**WHAT THE EXERCISE ASKS**
Copy the records below, replacing every occurrence of "Target" with "Label" and keeping everything else the same.
........
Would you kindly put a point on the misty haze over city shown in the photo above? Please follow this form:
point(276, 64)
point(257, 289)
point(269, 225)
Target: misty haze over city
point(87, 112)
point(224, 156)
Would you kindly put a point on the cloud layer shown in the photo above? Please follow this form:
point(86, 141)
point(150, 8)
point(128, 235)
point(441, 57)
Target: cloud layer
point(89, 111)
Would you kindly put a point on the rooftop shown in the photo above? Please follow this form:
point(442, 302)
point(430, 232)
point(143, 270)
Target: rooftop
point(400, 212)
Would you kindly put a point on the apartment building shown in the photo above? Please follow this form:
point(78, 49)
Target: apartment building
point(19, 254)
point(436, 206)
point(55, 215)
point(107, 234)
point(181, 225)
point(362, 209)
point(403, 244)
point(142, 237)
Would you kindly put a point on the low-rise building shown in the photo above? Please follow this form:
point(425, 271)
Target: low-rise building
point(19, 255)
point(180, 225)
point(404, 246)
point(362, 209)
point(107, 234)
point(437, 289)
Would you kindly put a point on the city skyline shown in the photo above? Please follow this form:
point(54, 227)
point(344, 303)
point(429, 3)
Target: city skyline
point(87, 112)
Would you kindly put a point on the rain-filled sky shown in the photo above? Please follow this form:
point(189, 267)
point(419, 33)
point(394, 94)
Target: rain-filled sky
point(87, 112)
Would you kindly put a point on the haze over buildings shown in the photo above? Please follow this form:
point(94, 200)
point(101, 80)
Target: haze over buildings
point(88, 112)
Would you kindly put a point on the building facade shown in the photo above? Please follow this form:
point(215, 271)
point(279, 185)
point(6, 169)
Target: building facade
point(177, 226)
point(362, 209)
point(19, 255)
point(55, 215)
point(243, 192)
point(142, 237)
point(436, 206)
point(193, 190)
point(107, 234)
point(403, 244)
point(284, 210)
........
**WRITTEN SOLUTION**
Would you kindly put a point on the misty haze over city shown in the photo above? Please follow this form:
point(276, 64)
point(257, 289)
point(269, 225)
Label: misty haze over city
point(87, 112)
point(224, 156)
Would you kindly put a point on the cloud layer shown in the photo above? Please follow this form:
point(86, 141)
point(150, 8)
point(128, 235)
point(441, 57)
Label: cloud layer
point(89, 111)
Would you kindly put a point on the rooftop shown in the photo above? Please follow this form:
point(442, 302)
point(430, 232)
point(143, 270)
Label: rooftop
point(400, 212)
Would you kindly put a point on the apartment building shown in the photo above? Please follow this form:
point(78, 49)
Label: apartment building
point(19, 254)
point(436, 206)
point(55, 215)
point(107, 234)
point(181, 225)
point(362, 209)
point(403, 244)
point(142, 237)
Would you kindly put a point on the low-rise building shown in the photo above? Please follow this form:
point(425, 271)
Label: low-rise building
point(19, 255)
point(180, 225)
point(404, 246)
point(362, 209)
point(107, 234)
point(437, 289)
Would you kindly put a point on the city skyline shown in the photo above? Please follow this form:
point(54, 227)
point(344, 303)
point(429, 3)
Label: city skyline
point(87, 112)
Would you kindly put a point on the rain-filled sky shown in the photo above? Please follow this form:
point(189, 267)
point(419, 33)
point(394, 94)
Label: rain-filled sky
point(87, 112)
Would you kindly put a point on the haze over buildings shown in the photo above? Please follow this form:
point(94, 200)
point(101, 80)
Label: haze over buildings
point(88, 112)
Would you kindly put a point on the building facade shown in the photo above? Please follow this form:
point(215, 271)
point(279, 185)
point(6, 169)
Label: building facade
point(177, 226)
point(362, 209)
point(19, 255)
point(55, 215)
point(243, 192)
point(142, 237)
point(436, 206)
point(193, 190)
point(107, 234)
point(403, 244)
point(284, 210)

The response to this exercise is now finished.